- [Problem statement] Copy the stretch from the line containing "For every instance of the green folded" through the line containing "x=184 y=220", swapping "towel" for "cloth" and leaving everything else unchanged.
---------- Entries shown
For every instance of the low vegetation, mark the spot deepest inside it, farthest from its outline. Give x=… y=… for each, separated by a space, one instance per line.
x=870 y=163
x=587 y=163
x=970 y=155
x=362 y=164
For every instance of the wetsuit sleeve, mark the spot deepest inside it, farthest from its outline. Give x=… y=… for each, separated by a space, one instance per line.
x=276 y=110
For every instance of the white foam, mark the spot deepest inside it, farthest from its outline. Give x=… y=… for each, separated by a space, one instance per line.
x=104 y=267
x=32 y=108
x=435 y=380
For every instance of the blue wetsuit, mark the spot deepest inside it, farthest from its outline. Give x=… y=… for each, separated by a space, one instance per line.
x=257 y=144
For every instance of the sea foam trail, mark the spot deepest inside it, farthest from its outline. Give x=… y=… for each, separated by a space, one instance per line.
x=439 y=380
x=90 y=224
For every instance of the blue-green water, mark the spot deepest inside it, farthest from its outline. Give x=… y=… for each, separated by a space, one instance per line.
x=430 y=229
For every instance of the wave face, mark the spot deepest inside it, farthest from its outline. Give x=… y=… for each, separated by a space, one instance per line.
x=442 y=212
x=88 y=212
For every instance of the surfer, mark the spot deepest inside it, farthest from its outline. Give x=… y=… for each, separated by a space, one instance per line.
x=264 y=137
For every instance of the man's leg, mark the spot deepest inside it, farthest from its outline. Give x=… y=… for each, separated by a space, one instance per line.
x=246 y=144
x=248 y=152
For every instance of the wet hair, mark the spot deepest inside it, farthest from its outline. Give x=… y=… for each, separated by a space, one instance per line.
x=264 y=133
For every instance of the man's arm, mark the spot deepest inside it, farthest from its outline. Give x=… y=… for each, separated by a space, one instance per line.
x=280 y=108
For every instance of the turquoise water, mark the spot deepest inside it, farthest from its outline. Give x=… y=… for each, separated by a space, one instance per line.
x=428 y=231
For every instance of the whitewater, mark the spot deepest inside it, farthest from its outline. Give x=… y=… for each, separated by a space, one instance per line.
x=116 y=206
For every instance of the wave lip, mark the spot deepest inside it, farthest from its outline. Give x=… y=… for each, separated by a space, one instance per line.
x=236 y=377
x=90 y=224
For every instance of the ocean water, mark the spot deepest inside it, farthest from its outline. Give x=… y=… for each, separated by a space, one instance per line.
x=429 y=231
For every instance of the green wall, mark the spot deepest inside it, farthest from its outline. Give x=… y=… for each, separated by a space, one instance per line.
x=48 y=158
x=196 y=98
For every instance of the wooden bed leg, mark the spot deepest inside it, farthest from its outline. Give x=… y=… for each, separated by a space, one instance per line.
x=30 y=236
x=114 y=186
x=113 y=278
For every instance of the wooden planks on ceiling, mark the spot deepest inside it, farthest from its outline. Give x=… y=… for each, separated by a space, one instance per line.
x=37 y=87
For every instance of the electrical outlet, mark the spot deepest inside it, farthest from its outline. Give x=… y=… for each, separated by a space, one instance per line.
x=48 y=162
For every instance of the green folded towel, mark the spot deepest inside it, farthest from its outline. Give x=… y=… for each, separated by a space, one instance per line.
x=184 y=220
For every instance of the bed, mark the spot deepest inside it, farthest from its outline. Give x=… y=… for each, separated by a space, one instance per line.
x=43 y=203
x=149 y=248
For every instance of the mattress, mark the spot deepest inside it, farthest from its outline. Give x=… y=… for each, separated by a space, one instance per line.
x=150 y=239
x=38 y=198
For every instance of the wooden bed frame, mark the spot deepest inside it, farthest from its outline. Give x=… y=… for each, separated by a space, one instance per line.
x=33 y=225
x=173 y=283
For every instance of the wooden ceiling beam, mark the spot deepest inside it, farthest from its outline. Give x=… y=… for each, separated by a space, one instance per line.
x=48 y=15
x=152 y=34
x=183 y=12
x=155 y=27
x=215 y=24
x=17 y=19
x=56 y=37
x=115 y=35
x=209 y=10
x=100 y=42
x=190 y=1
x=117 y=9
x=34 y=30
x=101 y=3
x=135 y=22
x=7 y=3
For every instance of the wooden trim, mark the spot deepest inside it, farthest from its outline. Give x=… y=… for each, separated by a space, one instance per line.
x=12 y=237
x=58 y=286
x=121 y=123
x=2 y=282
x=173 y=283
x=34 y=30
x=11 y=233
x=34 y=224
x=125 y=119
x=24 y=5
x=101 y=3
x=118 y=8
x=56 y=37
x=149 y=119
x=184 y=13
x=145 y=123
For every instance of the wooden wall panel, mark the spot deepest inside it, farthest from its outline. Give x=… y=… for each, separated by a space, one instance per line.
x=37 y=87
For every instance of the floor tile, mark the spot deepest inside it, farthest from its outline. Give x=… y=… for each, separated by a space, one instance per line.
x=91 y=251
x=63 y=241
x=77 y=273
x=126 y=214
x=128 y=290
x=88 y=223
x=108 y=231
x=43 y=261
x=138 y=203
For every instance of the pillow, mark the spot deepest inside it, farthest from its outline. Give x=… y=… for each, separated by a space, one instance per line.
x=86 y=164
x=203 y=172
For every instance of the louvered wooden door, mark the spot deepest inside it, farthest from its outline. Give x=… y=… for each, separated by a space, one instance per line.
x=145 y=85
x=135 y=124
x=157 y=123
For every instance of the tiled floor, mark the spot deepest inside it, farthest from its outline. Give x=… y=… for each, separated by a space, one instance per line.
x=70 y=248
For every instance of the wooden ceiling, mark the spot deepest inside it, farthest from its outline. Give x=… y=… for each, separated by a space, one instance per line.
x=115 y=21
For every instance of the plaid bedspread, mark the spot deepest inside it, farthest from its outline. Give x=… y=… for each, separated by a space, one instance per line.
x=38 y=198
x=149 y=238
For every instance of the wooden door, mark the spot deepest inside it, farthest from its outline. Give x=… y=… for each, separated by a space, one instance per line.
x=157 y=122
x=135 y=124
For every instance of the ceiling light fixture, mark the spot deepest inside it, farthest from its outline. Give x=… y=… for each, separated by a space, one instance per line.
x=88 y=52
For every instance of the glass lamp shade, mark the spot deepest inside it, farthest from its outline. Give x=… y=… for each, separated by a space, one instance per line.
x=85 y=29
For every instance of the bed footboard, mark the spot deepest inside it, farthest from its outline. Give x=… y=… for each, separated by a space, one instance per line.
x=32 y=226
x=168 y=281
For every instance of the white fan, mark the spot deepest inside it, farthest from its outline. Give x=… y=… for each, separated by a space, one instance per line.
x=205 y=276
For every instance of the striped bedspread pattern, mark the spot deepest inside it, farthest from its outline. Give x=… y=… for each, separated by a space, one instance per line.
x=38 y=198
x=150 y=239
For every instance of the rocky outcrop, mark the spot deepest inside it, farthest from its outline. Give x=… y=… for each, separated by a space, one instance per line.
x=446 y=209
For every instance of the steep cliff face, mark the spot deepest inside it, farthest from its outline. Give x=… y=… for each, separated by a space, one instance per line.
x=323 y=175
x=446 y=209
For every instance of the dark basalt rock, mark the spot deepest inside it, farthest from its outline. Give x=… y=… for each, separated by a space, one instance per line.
--------------------
- [Finished exercise]
For every instance of the green folded cloth, mark the spot deepest inside it, farthest from its outline. Give x=… y=… for each, separated by a space, one instance per line.
x=184 y=220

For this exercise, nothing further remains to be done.